##### Text excerpt #####
Round Three of The Hottest 80s Bands Tournament
Queen
Defeated opponents: Green Day, Earth, Wind & Fire
Formed in: 1970
Genres: rock, glam-rock, hard rock, pop-rock, pop, disco
Lineup: Freddie Mercury- vocals
Brian May- guitar
John Deacon- bass
Roger Taylor- drums
Albums from the 80s:
The Game (1980)
Hot Space (1982)
Flash Gordon (1982, movie soundtrack)
The Works (1984)
A Kind Of Magic (1986)
The Miracle (1989)
Propaganda: “HAVE YOU SEEEEN THEMMMM???? these men never lost their looks as they aged. smoking hot 20 somethings to smoking hot 40 somethings. in their own words, "we was glam" and "we were all stunning". all four had impeccable style choices 99% of the time, from leather jackets and wraps to monochrome to undone blazers and ties to brightly coloured /everything/. Deacon changed his hair style every few years and even in just tshirts and booty shorts, never missed. Roger had a sleazy mullet and sunglasses for what felt like forever, hot Persian dad, did not miss. Brian forgot how to fully button shirts. bell bottoms. same hair for 50 years. no misses. even after Freddie got sick and started wearing makeup and had to grow a beard to cover up, MAN NEVER FUCKIN MISSED. he was beautiful to the day he died. and thats not even touching on the leather daddy look from the early 80s.king shit. we love wrinkles and laugh lines in this gd house. if they don't sweep I’m blowing this whole website up we was glam”
##### Information given #####
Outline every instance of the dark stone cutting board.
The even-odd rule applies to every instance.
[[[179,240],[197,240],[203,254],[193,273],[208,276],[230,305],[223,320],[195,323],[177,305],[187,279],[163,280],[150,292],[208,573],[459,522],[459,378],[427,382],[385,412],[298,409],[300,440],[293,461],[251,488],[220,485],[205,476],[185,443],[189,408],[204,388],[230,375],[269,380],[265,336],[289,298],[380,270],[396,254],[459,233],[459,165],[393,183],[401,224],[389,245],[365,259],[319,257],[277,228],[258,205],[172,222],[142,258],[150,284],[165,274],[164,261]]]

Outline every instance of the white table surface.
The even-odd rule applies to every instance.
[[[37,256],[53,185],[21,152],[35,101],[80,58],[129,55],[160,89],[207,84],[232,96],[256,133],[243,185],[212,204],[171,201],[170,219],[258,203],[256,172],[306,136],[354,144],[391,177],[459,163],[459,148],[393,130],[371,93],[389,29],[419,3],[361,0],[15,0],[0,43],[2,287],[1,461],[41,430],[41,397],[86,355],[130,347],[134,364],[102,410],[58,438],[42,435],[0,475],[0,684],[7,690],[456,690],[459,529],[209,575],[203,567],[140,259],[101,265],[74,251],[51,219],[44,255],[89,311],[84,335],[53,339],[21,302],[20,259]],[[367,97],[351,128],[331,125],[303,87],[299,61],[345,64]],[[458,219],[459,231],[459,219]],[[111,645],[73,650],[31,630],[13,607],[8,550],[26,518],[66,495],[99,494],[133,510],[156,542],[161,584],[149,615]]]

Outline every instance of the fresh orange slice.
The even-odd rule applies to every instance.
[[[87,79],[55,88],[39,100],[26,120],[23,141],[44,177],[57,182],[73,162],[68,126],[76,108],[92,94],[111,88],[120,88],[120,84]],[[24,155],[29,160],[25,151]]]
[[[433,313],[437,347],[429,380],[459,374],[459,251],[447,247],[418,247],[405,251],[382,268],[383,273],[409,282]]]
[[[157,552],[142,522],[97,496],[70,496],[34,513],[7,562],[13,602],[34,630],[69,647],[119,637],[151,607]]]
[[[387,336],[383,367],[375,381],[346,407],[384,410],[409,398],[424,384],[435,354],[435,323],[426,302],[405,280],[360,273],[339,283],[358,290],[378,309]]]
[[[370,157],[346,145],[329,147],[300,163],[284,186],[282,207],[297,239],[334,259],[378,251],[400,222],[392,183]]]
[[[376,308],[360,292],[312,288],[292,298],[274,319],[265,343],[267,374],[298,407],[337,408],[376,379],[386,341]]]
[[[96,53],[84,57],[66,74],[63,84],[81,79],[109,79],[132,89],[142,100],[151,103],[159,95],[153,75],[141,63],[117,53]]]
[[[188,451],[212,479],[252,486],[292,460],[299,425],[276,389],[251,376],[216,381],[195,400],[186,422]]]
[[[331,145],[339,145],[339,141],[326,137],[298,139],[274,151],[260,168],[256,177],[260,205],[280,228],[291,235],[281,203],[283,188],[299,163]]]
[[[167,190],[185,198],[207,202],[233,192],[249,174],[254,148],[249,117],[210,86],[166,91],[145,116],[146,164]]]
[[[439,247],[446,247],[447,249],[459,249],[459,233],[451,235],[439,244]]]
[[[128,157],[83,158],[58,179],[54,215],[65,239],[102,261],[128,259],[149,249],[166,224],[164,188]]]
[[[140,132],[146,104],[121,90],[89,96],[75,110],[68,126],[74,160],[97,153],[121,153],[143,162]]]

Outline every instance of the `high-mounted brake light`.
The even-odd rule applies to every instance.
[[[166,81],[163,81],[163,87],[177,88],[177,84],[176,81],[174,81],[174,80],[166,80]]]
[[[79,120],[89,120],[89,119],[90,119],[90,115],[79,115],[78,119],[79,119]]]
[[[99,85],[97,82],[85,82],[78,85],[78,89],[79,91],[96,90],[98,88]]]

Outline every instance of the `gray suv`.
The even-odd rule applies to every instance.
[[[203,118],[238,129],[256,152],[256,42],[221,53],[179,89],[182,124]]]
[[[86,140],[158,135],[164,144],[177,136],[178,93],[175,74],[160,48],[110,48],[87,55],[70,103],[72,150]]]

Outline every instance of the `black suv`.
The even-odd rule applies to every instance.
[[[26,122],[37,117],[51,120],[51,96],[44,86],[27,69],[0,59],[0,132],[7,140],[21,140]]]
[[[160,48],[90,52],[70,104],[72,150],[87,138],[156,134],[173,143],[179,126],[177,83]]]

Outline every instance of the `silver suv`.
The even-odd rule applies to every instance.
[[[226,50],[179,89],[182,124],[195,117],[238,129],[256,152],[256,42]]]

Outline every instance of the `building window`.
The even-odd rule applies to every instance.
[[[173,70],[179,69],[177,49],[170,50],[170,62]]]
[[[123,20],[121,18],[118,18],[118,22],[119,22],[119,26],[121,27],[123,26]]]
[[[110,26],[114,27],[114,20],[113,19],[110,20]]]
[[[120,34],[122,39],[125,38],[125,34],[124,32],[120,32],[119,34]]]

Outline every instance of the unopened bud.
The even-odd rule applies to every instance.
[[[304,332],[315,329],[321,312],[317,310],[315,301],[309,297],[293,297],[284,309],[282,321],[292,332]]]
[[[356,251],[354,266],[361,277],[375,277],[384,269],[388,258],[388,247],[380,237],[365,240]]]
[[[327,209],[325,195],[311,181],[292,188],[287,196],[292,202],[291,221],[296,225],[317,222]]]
#####
=== Required task 1 ===
In the tournament entry, in what year was Queen formed?
=== Required task 2 ===
Reproduce the tournament entry starting at "Round Three of" and ending at "The Works (1984)", switching "guitar" to "lead guitar".

=== Exercise response 1 ===
1970

=== Exercise response 2 ===
Round Three of The Hottest 80s Bands Tournament
Queen
Defeated opponents: Green Day, Earth, Wind & Fire
Formed in: 1970
Genres: rock, glam-rock, hard rock, pop-rock, pop, disco
Lineup: Freddie Mercury- vocals
Brian May- lead guitar
John Deacon- bass
Roger Taylor- drums
Albums from the 80s:
The Game (1980)
Hot Space (1982)
Flash Gordon (1982, movie soundtrack)
The Works (1984)